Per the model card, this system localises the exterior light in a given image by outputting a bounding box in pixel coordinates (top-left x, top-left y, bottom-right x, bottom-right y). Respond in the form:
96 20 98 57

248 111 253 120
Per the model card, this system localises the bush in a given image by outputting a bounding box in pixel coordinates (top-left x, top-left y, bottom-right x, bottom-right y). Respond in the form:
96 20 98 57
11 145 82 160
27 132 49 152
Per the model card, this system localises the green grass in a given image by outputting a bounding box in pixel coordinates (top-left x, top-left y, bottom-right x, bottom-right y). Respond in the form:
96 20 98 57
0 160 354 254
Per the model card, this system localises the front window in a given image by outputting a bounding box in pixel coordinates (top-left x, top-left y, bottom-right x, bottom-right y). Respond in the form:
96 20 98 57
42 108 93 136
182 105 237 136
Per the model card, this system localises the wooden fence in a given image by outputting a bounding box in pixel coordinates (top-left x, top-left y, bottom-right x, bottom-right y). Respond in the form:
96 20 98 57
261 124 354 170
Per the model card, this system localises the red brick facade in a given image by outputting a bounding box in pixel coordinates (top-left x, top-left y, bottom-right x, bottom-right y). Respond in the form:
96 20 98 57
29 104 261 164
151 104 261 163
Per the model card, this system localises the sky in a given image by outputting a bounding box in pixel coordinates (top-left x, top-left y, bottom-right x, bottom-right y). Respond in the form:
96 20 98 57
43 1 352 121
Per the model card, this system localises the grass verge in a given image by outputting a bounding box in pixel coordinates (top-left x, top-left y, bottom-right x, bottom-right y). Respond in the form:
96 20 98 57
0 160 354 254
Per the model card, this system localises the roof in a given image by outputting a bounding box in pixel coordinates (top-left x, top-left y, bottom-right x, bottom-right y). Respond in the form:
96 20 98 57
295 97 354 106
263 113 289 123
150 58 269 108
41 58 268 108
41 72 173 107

• **TASK DIRECTIONS**:
Can you copy out every row above, word for word and unchanged?

• **RESPONSE TO THE TASK**:
Per the model card, this system localises the exterior light in a given image by outputting a bounding box in pixel coordinates (top-left x, top-left y, bottom-right x, bottom-right y). Respond in the form:
96 20 98 57

248 111 253 120
Per the model card, this system localises the bush in a given image by outputting a bounding box in pixel coordinates (top-left x, top-left y, bottom-right x, bottom-right y). Respond in the form:
96 20 98 57
11 145 82 160
27 132 49 152
Per the model card, this system localises the green grass in a given image by outputting a bounding box in pixel coordinates (top-left x, top-left y, bottom-right x, bottom-right y). Respond in the form:
96 20 98 57
0 160 354 254
Per the model card, this system localises the front window in a given image by outputting a bounding box in pixel coordinates (top-left x, top-left y, bottom-right x, bottom-right y). Respond in the form:
96 20 98 57
42 108 93 136
182 105 237 136
Per the model card, this system localises the wooden fence in a given image by outputting a bounding box in pixel coordinates (top-left x, top-left y, bottom-right x, bottom-right y). Respond in the form:
96 20 98 57
261 124 354 170
Per the model card, this system localises the red brick facade in a given image by outputting a bounding box in pixel coordinates (top-left x, top-left y, bottom-right x, bottom-right y). Respond in the form:
96 20 98 57
29 104 261 164
151 104 261 163
Per the model card, this system localises the sky in a given image by outputting a bounding box in pixel coordinates (top-left x, top-left y, bottom-right x, bottom-right y). Respond in the form:
96 20 98 57
43 1 352 121
Per the model card, this system localises the grass verge in a given image by outputting a bounding box in pixel coordinates (top-left x, top-left y, bottom-right x, bottom-right y). Respond in the form:
96 20 98 57
0 160 354 254
Per the model card, this system localises the roof in a given image by outputting a bounding box in pixel coordinates (top-left x, top-left y, bottom-right x, bottom-right y). Respond in the form:
96 20 98 57
295 97 354 106
263 113 289 123
150 58 269 108
41 58 268 108
41 72 173 107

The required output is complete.